**** The input ****

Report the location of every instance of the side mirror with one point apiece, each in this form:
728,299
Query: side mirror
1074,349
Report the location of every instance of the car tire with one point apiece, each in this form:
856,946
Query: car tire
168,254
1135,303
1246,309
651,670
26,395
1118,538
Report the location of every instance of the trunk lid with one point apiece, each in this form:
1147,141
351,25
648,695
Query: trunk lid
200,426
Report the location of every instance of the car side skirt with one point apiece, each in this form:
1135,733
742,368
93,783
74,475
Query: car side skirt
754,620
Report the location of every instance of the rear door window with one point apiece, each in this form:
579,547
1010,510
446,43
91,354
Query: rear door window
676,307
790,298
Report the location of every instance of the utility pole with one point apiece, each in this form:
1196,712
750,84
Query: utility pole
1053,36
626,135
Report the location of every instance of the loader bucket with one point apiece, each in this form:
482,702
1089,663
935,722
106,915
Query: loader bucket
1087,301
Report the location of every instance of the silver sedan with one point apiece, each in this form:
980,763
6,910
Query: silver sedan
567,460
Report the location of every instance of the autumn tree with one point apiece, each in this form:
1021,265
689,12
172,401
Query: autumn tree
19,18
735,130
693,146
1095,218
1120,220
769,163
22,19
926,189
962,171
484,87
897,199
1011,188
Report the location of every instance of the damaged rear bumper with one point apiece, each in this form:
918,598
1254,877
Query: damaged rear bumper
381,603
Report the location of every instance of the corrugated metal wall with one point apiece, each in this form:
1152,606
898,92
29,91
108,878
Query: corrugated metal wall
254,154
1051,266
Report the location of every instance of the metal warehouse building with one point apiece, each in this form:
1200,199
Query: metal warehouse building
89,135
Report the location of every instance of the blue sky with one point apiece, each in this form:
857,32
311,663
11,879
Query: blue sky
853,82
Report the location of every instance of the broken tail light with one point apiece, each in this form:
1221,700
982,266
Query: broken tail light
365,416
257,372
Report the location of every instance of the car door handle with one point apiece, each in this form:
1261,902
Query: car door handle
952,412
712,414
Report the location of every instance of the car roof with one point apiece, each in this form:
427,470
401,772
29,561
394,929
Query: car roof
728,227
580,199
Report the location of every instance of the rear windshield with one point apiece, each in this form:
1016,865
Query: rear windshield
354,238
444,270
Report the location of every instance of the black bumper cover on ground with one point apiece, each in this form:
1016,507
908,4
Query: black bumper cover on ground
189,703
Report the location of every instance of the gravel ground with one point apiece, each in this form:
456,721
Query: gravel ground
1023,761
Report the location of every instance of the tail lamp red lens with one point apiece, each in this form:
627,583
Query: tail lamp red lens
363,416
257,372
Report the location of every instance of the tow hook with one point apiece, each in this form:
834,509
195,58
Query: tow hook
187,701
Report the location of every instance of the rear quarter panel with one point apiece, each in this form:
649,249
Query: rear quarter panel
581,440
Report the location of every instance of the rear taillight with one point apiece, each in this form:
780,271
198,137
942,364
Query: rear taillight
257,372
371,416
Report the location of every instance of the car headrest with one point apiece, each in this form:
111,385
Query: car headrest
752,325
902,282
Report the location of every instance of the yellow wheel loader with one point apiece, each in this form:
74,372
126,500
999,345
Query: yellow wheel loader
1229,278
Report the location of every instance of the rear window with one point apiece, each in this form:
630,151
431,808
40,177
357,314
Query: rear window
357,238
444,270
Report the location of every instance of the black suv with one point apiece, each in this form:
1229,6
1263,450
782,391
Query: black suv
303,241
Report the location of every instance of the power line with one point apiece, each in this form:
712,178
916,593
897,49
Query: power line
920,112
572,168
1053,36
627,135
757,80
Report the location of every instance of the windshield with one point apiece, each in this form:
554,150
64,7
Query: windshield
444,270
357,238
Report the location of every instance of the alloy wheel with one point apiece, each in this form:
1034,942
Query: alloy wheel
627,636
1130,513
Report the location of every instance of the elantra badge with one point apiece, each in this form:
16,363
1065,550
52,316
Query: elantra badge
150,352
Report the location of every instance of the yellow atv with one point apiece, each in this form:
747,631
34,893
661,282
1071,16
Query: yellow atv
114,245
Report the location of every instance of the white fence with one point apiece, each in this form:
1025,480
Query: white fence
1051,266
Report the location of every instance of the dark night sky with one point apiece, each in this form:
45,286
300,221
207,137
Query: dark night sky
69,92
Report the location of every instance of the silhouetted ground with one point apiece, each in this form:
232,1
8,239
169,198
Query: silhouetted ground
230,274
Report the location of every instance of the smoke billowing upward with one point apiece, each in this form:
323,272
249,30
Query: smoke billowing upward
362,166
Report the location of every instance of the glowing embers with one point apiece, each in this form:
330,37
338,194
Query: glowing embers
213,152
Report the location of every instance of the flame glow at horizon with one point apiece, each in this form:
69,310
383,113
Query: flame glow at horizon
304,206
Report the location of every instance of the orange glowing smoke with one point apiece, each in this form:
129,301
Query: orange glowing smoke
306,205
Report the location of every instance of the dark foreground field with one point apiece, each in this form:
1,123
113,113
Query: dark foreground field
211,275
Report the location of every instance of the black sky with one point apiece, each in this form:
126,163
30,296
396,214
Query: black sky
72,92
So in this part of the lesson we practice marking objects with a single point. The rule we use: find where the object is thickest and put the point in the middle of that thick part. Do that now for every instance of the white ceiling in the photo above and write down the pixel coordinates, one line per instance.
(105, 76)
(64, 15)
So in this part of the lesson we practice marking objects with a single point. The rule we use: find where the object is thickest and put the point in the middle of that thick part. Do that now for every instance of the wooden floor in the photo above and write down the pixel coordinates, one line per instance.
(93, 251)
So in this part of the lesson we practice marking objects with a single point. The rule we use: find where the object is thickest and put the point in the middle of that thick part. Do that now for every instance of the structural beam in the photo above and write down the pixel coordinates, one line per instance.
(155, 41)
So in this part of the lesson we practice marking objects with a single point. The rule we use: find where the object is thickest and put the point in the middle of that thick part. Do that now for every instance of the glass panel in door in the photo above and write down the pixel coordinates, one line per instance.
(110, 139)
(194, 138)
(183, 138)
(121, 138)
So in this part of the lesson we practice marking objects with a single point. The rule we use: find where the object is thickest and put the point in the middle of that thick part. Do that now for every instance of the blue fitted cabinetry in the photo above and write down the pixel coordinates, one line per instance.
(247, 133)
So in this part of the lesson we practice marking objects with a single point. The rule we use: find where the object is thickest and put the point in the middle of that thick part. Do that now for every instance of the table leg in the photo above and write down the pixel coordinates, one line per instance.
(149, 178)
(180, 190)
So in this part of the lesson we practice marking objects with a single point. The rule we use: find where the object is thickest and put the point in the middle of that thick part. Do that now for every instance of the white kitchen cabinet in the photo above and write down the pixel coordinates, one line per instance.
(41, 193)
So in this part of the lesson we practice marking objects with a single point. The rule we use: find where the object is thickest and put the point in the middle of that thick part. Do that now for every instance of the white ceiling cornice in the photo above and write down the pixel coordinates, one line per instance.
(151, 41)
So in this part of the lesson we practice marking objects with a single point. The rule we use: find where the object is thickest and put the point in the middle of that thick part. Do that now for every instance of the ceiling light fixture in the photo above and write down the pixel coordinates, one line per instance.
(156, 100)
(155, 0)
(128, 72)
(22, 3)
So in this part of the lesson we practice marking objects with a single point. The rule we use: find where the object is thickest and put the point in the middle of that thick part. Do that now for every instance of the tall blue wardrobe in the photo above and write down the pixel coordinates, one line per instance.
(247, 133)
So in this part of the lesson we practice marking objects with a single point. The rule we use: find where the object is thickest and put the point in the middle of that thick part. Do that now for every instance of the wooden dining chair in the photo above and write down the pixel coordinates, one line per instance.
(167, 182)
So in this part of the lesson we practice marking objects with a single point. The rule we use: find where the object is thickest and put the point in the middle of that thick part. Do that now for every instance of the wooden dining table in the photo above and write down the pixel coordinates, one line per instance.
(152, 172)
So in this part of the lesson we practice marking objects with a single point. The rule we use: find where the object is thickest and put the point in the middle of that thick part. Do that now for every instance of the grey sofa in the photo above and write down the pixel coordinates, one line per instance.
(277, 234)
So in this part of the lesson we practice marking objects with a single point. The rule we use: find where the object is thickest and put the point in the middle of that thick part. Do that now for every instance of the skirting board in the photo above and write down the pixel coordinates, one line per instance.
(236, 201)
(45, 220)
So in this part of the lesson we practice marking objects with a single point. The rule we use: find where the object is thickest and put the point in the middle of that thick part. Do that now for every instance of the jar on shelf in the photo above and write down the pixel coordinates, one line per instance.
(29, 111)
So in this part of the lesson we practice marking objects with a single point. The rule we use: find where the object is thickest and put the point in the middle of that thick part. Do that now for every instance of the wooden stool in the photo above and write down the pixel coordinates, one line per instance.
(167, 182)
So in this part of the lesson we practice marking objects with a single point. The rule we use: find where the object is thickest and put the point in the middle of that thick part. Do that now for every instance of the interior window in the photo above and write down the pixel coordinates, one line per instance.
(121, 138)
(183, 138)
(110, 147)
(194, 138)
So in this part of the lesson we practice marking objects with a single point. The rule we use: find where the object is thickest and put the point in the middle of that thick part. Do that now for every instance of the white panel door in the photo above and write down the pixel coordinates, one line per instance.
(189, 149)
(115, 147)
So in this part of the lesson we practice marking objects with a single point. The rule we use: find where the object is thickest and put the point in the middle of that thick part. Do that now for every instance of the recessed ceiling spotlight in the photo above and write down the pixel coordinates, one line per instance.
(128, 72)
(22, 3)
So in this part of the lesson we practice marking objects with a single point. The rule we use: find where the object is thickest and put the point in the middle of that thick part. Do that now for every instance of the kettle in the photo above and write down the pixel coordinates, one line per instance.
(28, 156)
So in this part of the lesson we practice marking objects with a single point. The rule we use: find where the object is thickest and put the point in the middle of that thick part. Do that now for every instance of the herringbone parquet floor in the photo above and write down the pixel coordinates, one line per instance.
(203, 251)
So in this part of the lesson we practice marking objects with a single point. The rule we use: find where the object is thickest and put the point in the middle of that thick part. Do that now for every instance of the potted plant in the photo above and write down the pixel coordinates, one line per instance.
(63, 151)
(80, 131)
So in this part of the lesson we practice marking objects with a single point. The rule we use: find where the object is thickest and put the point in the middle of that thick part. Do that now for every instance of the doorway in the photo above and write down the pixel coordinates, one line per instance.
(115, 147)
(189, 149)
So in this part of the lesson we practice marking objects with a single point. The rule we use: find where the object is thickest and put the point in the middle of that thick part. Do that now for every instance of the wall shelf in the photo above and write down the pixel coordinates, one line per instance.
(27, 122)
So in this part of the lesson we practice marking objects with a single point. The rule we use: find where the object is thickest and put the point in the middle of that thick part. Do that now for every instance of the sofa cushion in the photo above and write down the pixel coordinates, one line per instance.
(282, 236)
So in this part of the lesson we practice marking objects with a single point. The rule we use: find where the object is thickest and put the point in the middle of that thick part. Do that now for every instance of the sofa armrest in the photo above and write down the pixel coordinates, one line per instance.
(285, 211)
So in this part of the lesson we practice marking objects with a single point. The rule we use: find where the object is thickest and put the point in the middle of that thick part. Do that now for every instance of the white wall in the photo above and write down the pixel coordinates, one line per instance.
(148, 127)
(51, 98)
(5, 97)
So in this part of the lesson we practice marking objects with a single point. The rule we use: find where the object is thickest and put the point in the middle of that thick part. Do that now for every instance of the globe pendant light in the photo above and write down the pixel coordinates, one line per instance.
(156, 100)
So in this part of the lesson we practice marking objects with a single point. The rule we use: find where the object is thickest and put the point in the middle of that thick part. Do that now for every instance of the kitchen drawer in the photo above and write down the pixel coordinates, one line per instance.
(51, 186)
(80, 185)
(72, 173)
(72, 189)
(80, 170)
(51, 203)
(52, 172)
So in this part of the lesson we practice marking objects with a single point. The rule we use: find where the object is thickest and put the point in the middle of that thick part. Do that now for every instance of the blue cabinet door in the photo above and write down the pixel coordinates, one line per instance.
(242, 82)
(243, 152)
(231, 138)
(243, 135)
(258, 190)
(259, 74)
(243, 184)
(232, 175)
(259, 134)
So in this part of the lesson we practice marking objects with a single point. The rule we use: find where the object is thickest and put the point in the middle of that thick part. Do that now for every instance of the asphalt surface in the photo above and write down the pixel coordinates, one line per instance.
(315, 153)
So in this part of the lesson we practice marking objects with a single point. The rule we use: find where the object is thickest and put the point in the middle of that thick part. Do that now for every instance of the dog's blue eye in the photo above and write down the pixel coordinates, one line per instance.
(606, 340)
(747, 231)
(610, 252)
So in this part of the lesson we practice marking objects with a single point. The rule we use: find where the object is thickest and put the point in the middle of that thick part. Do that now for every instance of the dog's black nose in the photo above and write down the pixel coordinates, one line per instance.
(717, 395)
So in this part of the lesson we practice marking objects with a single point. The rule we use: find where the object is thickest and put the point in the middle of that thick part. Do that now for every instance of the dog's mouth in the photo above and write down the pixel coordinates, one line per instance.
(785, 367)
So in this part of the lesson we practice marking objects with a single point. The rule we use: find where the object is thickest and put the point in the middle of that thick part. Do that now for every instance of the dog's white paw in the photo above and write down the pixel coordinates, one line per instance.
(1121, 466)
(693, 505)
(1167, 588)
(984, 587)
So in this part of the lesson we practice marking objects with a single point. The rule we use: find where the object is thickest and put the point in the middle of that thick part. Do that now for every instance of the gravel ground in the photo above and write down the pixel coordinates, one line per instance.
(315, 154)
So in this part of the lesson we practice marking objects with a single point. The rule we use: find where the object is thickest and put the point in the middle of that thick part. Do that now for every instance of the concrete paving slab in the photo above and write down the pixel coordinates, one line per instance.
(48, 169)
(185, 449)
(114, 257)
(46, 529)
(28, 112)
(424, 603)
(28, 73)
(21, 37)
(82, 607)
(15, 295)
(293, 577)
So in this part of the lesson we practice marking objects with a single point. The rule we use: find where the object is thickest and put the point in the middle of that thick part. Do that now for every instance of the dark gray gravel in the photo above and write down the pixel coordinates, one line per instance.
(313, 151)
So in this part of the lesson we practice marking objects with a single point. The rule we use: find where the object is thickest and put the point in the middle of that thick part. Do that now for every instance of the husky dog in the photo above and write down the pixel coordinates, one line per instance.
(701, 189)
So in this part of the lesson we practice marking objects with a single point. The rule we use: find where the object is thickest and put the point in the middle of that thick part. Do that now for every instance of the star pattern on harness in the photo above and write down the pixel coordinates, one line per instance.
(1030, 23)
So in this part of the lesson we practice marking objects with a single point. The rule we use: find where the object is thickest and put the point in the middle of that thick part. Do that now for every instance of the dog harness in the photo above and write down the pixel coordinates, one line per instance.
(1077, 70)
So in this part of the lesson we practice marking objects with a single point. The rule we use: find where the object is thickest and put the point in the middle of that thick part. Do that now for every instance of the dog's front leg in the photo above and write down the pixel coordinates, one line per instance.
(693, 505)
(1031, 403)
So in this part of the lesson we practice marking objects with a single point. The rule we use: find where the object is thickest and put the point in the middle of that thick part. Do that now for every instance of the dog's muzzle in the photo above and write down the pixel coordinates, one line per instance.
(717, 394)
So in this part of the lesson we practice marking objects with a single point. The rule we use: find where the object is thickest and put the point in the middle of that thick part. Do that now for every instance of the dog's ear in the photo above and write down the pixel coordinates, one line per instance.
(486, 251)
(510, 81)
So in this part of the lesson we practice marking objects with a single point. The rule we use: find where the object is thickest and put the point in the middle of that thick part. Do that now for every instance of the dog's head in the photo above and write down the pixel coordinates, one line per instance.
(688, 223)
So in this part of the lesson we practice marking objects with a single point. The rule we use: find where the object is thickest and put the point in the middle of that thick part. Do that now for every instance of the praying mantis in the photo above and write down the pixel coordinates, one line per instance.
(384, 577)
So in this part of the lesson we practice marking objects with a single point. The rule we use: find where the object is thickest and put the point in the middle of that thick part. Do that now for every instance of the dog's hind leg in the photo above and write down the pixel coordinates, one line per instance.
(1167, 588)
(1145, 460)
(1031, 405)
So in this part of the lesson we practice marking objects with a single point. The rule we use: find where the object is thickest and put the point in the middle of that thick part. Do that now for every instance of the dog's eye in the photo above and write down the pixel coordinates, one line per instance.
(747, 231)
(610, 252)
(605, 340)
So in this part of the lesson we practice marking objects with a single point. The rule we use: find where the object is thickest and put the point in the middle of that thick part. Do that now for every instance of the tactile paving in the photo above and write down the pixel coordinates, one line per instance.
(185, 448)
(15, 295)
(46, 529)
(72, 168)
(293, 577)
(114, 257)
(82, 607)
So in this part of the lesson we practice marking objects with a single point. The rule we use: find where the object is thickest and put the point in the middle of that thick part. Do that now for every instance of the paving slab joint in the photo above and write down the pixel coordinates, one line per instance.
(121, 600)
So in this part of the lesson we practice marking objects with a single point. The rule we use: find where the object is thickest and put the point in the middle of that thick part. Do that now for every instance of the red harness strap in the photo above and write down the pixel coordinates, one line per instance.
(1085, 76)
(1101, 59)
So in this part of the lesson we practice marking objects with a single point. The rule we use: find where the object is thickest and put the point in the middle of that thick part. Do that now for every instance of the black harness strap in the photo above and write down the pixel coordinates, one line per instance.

****

» **Instructions for the task**:
Set down nothing but the lines from the one with "of the paving" through the end of the records, keeping each line exactly as written and including both ends.

» **Result**:
So in this part of the lesson we practice marking objects with a single point. The rule we use: find where the object is thickest and put the point in the middle of that thick part. Do that now for every instance of the paving slab joint in the photo above and write down the pixel coordinates, one line per instance.
(121, 600)
So in this part of the lesson we practice marking objects with a single point. The rule we use: find where the object is thickest and put the point in the middle of that thick part. Do that now for every instance of the red harness strap in the photo above and write down the pixel coordinates, one line per instance.
(1085, 76)
(1101, 59)
So in this part of the lesson we practice marking objects with a single point. The rule we use: find where the object is thickest and put the point in the middle of that thick part. Do that now for every instance of the black harness strap in the photo above and write down the pixel coordinates, one line per instance.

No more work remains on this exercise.